# Exercise
Type out all the records once more, exactly.
(Data records)
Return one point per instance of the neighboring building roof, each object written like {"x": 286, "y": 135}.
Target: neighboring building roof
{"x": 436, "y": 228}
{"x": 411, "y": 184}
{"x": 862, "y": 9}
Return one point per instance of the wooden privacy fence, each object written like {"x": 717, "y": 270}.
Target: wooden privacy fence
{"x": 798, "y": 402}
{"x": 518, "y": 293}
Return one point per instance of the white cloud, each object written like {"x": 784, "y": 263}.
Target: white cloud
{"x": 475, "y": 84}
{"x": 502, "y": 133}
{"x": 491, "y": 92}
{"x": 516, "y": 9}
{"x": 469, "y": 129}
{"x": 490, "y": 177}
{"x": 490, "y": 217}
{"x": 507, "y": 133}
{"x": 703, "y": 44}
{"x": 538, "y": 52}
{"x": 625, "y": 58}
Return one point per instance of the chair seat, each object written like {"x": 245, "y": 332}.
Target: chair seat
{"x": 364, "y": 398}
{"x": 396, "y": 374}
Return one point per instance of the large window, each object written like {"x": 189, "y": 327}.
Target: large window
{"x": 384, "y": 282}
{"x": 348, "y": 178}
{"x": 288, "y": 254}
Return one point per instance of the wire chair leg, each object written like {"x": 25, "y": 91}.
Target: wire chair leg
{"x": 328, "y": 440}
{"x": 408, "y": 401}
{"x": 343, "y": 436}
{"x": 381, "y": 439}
(End Data records)
# Exercise result
Return one point per instance of the neighboring building roof, each object written like {"x": 286, "y": 135}.
Target: neighboring building roof
{"x": 436, "y": 228}
{"x": 411, "y": 184}
{"x": 862, "y": 9}
Return one point per instance of the wooden privacy fence, each object written like {"x": 717, "y": 270}.
Target: wooden privacy fence
{"x": 798, "y": 402}
{"x": 518, "y": 293}
Return one point per instance of the white cloud, each object written like {"x": 784, "y": 263}.
Target: white cloud
{"x": 475, "y": 84}
{"x": 502, "y": 133}
{"x": 491, "y": 92}
{"x": 516, "y": 9}
{"x": 469, "y": 129}
{"x": 490, "y": 177}
{"x": 490, "y": 217}
{"x": 507, "y": 133}
{"x": 703, "y": 44}
{"x": 538, "y": 52}
{"x": 625, "y": 58}
Return one point per instance of the chair seat, each object written like {"x": 245, "y": 332}.
Target: chair seat
{"x": 364, "y": 398}
{"x": 396, "y": 374}
Return one point per instance of the large window, each object written like {"x": 189, "y": 327}.
Target: large window
{"x": 384, "y": 282}
{"x": 348, "y": 178}
{"x": 288, "y": 254}
Return one point per instance of the wire chair leg, each object written like {"x": 25, "y": 91}.
Target: wire chair leg
{"x": 328, "y": 440}
{"x": 408, "y": 401}
{"x": 343, "y": 436}
{"x": 381, "y": 439}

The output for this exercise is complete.